> Texto a revisar
──────────

Y permanece inquieto mientras no llegue a esa meta de ese encuentro, de esa unión con su creador. ¡Eso es la muerte!
Por eso, aprovechemos hoy para examinarnos con frecuencia en este ámbito. No cometamos la tontería de pensar como el faraón Micerinos, que tenemos todo el tiempo a nuestro favor.
¡Porque el tiempo es de Dios, que lo administra con absoluta sabiduría!
Dice el adagio latino: “memento mori” eso se puede traducir como: “acuérdate que morirás”.
Cuenta la tradición que cuando un general desfilaba por las calles de Roma, triunfante después de una batalla, después de su victoria.
Junto a él se solía poner un siervo suyo, que le iba recordando al oído, la fugacidad de esta vida: ¡Todo pasa! ¡El tiempo pasa!
Esto lo hacía para no caer en la soberbia o para perder el sentido de esta vida.
Por eso cuando el Señor nos dice en el Evangelio de hoy, que estemos preparados porque no sabemos el día ni la hora.
Por supuesto, lo que Él no quiere, es que vivamos angustiados porque nos podemos morir en cualquier momento…

VER LAS COSAS COMO LAS VE DIOS.

Como la persona que esta paranoica y dice: yo mejor no salgo de mi casa, porque me puede pasar algo…
Sino que Dios quiere que aprendamos a ser verdaderamente felices en esta tierra, intentando mirarlo todo con los ojos de Dios. ¡Qué tranquilidad quien mira todas las cosas como las ve Dios!
Así se puede ser mucho más feliz, si sabemos que todo lo que hacemos en esta tierra, incluso lo más pequeño, tiene resonancia en la eternidad.
Todo se puede transformar en una ocasión de amar a Dios, incluso en los detalles más pequeños. Porque esos pequeños detalles de amor tienen resonancia en la eternidad.

Todo en ocasión de amar a ese Dios amigo, con quien nos reencontraremos por misericordia del Cielo, al cruzar la cortina de la muerte.
Por eso, con lo que escuchamos en el Evangelio de hoy, no se nos propone una vida masoquista, sino una vida plena donde todo es ocasión de amar, también en el dolor y el sufrimiento.
El Señor nos pide estar preparados, como en vigilia. Como quien ansía el abrazo más esperado por años, más que como quien espera la llegada inesperada de un huracán destructor.
Ahora aprovechamos nosotros para preguntarnos: ¿Qué tan preparados estamos para ese momento?
“Memento mori”. ¡Acuérdate que morirás! Podría ser en cualquier momento, en cualquier circunstancia.

SOLO DIOS SABE EL DÍA Y LA HORA

Te puedo contar que como sacerdote que ha tenido que atender muchos moribundos, puedo dar fe de que después recibir los últimos sacramentos, la verdad es que yo he podido ver de todo.

──────────

> Consigna 1
Reformula de manera más breve el párrafo del texto sobre el «memento mori» que empieza con «El Señor nos pide estar preparados» y conserva sus ideas principales.
> Consigna 2
Retoma el texto sobre el «memento mori» a partir de su última oración y continúalo.

──────────

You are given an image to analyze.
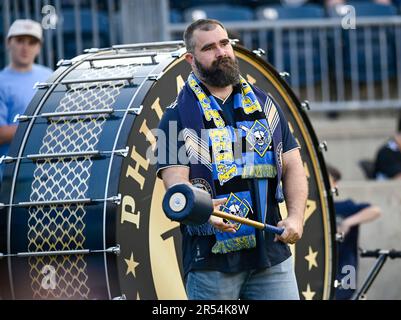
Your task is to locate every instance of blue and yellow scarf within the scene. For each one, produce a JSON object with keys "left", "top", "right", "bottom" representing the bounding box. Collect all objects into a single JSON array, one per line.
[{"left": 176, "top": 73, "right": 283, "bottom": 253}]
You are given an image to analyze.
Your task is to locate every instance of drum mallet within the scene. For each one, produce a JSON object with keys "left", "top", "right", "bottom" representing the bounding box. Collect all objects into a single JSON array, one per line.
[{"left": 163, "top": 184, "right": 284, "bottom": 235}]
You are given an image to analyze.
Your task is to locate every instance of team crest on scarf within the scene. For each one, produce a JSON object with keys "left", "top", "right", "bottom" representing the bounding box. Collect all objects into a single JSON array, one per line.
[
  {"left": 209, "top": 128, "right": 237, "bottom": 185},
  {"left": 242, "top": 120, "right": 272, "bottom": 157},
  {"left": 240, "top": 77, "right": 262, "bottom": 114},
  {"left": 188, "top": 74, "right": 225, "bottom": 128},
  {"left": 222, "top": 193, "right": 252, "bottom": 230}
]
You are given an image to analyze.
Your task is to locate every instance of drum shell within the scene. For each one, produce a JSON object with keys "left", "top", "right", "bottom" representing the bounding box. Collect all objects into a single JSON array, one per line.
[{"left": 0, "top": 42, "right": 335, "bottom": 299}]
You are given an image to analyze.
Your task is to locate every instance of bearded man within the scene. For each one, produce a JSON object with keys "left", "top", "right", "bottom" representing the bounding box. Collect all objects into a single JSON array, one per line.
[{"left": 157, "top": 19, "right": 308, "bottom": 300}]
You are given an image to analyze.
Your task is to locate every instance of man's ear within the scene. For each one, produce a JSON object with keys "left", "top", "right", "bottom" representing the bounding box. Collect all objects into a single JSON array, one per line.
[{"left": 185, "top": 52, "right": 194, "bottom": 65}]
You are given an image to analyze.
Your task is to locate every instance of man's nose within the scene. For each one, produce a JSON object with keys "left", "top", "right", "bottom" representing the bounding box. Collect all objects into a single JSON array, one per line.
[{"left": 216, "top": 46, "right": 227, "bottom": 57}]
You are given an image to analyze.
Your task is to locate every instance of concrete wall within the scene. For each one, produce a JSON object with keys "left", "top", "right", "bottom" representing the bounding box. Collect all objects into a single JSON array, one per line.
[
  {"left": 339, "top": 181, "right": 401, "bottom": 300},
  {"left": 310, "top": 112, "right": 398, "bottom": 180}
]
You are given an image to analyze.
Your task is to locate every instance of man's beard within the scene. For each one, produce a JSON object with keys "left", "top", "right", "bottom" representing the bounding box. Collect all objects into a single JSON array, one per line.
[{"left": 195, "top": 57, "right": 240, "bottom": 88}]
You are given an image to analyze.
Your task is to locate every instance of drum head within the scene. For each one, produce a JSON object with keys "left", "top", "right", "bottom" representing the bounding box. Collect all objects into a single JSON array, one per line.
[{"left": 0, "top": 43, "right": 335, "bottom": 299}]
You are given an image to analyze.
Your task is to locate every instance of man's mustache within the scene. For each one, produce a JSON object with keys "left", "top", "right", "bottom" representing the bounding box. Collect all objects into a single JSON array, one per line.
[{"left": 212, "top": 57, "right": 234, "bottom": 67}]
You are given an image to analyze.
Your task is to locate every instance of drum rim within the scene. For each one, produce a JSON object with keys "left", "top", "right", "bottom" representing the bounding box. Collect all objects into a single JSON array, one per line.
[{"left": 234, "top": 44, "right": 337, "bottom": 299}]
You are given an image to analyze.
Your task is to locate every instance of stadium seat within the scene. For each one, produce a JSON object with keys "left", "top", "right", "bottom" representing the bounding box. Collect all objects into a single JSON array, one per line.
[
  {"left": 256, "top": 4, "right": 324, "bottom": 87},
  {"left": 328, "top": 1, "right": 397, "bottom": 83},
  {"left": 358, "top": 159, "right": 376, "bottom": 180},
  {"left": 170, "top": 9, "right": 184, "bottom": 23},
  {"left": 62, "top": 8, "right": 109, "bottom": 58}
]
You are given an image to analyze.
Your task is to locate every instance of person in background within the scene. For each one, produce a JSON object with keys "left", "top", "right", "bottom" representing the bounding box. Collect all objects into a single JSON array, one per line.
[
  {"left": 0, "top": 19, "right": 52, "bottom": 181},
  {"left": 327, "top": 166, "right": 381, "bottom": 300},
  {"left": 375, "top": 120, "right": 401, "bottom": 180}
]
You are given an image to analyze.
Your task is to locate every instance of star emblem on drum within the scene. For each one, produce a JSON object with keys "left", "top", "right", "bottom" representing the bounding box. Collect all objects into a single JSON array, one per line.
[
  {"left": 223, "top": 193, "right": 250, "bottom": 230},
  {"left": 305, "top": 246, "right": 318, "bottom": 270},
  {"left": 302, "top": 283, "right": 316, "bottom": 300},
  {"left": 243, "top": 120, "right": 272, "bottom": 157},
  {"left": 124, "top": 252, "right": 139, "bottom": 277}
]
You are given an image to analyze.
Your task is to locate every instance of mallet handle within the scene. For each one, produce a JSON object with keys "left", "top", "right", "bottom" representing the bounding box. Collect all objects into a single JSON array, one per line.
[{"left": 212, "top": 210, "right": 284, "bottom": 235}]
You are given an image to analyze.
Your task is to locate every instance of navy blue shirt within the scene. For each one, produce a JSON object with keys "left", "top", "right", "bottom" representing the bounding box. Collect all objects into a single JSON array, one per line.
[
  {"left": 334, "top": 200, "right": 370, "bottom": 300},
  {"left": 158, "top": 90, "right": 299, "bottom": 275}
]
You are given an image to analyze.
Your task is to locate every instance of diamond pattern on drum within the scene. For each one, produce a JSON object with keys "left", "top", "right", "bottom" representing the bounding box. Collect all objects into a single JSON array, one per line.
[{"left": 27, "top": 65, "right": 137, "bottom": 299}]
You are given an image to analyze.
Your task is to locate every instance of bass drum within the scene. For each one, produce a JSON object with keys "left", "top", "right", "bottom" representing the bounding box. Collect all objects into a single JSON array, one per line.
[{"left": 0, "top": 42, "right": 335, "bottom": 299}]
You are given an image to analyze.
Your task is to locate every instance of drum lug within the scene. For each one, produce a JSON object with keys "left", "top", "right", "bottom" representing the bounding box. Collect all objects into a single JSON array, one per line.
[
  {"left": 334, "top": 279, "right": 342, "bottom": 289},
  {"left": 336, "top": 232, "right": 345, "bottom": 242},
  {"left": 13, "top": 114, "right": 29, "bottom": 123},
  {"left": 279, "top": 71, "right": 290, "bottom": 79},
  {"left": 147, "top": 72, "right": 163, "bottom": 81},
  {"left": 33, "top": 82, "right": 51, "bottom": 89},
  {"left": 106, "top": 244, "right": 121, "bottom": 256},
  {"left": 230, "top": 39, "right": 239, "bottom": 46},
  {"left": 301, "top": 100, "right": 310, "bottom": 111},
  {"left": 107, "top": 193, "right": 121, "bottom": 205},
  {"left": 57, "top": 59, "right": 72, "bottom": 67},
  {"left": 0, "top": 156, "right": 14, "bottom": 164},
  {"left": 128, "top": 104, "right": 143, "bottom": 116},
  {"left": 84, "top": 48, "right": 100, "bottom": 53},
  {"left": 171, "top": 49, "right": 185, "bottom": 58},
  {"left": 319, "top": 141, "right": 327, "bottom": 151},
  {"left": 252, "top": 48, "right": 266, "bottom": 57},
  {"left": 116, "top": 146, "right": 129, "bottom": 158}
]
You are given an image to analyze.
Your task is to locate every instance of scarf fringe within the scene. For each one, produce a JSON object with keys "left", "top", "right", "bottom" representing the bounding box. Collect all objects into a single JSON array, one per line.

──────────

> Respuesta 1
El Señor pide estar preparados, en vigilia, como quien anhela un abrazo esperado durante años y no como quien teme la llegada repentina de un huracán destructor.

> Respuesta 2
Ahora cuando me preguntan: ¿Padre, fulano o fulana se van a morir? Yo les digo: mira, nadie sabe.
Porque he visto desde personas que asombrosamente parece que están esperando que llegue el sacerdote y parece que se agarran con fuerza de esta vida y no se piensan ir antes que llegue el cura.
Hasta personas que podemos decir que milagrosamente, con un asombro impresionante, se recuperan y Dios les da una nueva inyección de vida.
Puede pasar absolutamente de todo y solamente Dios sabe el día y la hora.
Por eso:

“Bienaventurados aquellos criados a quienes el señor, al llegar, los encuentre en vela.”

(Lc 12, 37)

Es decir, aquellos que no se engañan retrasando la propia conversión, pensado que les queda muchísimo tiempo.
A diferencia de aquellos que no ponen excusas y aprovechan todos los medios a su alcance para redirigir toda su vida hacia Dios, como un holocausto perfecto de amor.
Ojalá tú y yo aprendamos a vivir con esta ilusión cada día: sin miedo a la muerte, pero tampoco sin miedo a aprovechar los días que nos queden para gloria de Dios.
Nos encomendamos hoy especialmente a san Juan Pablo II, que más de una vez pudo pensar con todos los datos, con todas las probabilidades que se terminaba su tiempo aquí en la tierra.
Llegó a estar hasta diez veces hospitalizado en el Policlínico Gemelli, en Roma, que jocosamente él bautizó como el “Vaticano III”.
Supo vivir muchos años con las limitaciones del Parkinson, totalmente abandonado en la amabilísima voluntad de Dios.
Que por su intercesión nos conceda a nosotros a vivir siempre preparados para el encuentro definitivo con Dios.